Ne İsteniyor: Sağlanan metinde yerli hainlerin bir kısmı hangi mesleklerde ve kurumlarda gösteriliyor?

Sağlanan Metin:

O gece tehlike çok büyüktü. Zira düşmanın bin bir yüzü vardı. Mert düşmana, açıktan düşmanlık edene, Filistin’de İsrail’in, Bosna’da Sırpların, İzmir’in işgalinde, Kurtuluş, Kıbrıs savaşlarında Rumların ve daha nice açık açık düşmanlık etmişlerin dedelerine neredeyse rahmet okuttu bu yerli hainler. Hiç bilemedik, belki de konduramadık Müslümanım diyene böyle bir hainliği. Bunların kimi üniversitede hoca, kimi orduda asker veya emniyette polis, kimi yargıda hakim, kimi okulda öğretmen, kimi yanı başımızda her gün yüzümüze gülen bir komşu, kimi bizden yardım isteyen bir arkadaş, kimi kimi kimi…. Bilemedik bunca yakınımızdaki, her tarafımızdaki azılı düşmanları, belki de kendileri bile bilemediler yetiştikleri topraklara, o toprağın insanlarına bu kadar düşman haline getirildiklerini. Onları o gece dış düşmandan daha düşman, hainliği ile övünenden daha hain bulduk. Düşmanını bilen ona göre gardını alır, bunlar öyle suretsizlerdi ki, girdikleri şer kabının şeklini almışlardı, her şekil alışta aynı hain yere hizmet ederek. Dedim ya düşmanın bile merdi gerek, bunlar her rollerini alçakça oynadılar. İşte bu yüzden tehlike büyüktü.

O gece daha iyi anladık Suriye’yi, Filistin’i, Irak’ı, vatansız kalabilme ihtimalinin dayanılmaz ağırlığını, acısını. O gece anladık birçoğumuz Avrupa’nın, Amerika’nın, İsrail’in cilalanmış kelimelerle vatansız bıraktığı insanların durumunu. O gece anladık tarihi, sicili katliam yaparak, iç savaş çıkararak mazlum ülkelerin kaynaklarını sömürmekle dolu olanların hala işbaşında olduğunu. Alışmış kudurmuştan beterdir ya, onların da hala eski alışkanlıkları ile ayakta durma çabalarını. Bu çabaları, tuzakları birçok ülkede, toplumda işe yaramıştı. Hem de ellerini sözüm ona kirletmeden, yerli müttefiklerini kullanarak. Hatta bir taşla onlarca kuş vurarak. Silah sattılar, iç karışıklık çıkardılar, kendilerine düşman gördükleri bir uygarlığın mensuplarını birbirlerine kırdırdılar, algı yöneterek bu düşmanlığa yeni gerekçeler ürettiler, kendilerinden izin alınmadan düzen kurulamayacağını hissettirdiler, aldılar-sattılar, ama kazandılar. Alışmışlardı gözlerine kestirdiklerini bu tuzağa düşürmeye. O gece bin şükür, yüz bin şükür düşmedik biz bu tuzağa.

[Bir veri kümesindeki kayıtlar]
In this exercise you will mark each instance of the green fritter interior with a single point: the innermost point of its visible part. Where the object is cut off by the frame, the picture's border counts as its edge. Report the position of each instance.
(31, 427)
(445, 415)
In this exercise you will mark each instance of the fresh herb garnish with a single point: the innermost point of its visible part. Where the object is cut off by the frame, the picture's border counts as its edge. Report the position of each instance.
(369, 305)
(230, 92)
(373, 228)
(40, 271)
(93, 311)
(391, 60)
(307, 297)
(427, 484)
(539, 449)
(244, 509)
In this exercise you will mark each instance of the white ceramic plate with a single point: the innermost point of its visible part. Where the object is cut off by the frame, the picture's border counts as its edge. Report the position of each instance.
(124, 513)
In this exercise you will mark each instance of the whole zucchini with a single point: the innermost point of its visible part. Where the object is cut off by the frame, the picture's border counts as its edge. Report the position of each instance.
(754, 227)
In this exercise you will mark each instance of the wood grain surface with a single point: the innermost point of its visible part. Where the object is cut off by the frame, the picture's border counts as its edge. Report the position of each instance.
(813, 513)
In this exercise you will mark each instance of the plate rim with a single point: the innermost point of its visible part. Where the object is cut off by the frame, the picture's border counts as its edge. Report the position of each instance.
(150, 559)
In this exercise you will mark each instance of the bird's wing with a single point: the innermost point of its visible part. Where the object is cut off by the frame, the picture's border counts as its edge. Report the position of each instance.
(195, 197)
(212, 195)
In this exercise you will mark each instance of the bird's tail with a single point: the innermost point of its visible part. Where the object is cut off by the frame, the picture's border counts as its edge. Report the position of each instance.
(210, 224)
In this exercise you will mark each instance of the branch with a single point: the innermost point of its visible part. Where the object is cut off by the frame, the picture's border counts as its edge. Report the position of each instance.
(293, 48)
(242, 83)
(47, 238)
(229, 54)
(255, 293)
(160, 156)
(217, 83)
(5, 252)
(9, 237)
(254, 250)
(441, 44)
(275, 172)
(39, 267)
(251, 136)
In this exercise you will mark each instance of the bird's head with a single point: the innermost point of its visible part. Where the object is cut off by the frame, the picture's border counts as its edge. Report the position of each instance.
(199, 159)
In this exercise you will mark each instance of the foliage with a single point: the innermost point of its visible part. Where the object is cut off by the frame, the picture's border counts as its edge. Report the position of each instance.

Görevin Yanıtı: Üniversitede hoca, orduda asker, emniyette polis, yargıda hakim ve okulda öğretmen olarak gösteriliyor.